* **TEXT SHOWN**

§ §

How to cool your aquarium in a heatwave

9198277c-7eca-40da-b284-f9a19ced74e8

Unless you’ve accidentally locked yourself in the fridge, you’ll be unable to miss just how sweltering it is this summer, writes Nathan Hill. Here are a few ways to keep your fish happy over this seasonally hot spell!

If you’re anything like me, you’re probably looking at your aquaria every five minutes right now and hoping that reading on your thermometer has magically dropped a little. Any just like me, you’re probably worried that it’s not.

Overheating for fish is a big problem. It’s a problem for fish metabolisms (which speed up), and that’s a problem for water quality because fast metabolisms mean more excreted waste.

It gets worse. Higher temperatures also mean lower levels of dissolved oxygen in water. One of the biggest guzzlers of oxygen in your aquarium is the bacteria colony converting fish waste. As the mercury rises, bacterial oxygen consumption goes through the roof, to the point that the bacteria are competing with the fish for what’s available — in fact, the nitrifying bacteria keeping your tank safe from ammonia and nitrite are at their most efficient between 25 and 30°C.

§ §

* **RECORD SET**
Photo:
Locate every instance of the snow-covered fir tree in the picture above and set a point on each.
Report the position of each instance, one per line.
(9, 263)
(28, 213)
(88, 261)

§ §

* **TASK INSTRUCTIONS**
1 > In the aquarium heatwave article, between which temperatures are nitrifying bacteria at their most efficient?
2 > Continue the article on cooling an aquarium in a heatwave, picking up after its final sentence.

* **WRITTEN RESPONSES**
1 > Between 25 and 30°C.

2 >
Get warm enough and biological enzymes start to break down altogether, bacteria begin to die or turn dormant, and you’re in a world of pain.

Is there a critical temperature? There is, but it’ll be on a species by species basis. In a community tank, your Neon tetra will begin to struggle and die before your Rams do. But there isn’t a ‘magic ceiling’ that if you stay underneath, everything will be fine. There are just too many variables. Sorry.

How do I keep my tank cool?

There’s a handful of things you can do, some more laborious than others.

Get lights off to reduce heat

Get lights off to reduce heat.

Turn the lights off!

Your aquarium lights belch out heat. Even low wattage LEDs are emitting warmth as they shine — you can’t get light without heat. T5 fluorescent tubes and bulbs churn out considerably more again.

Turning off the lights will slow rising temperatures, but take note — in a heavily planted aquarium you will want to increase the oxygen levels in the tank with an airstone or increased surface movement. Remember, warm water holds less oxygen, and in the dark your plants go from photosynthesis to respiration. They actively start to remove oxygen from the water.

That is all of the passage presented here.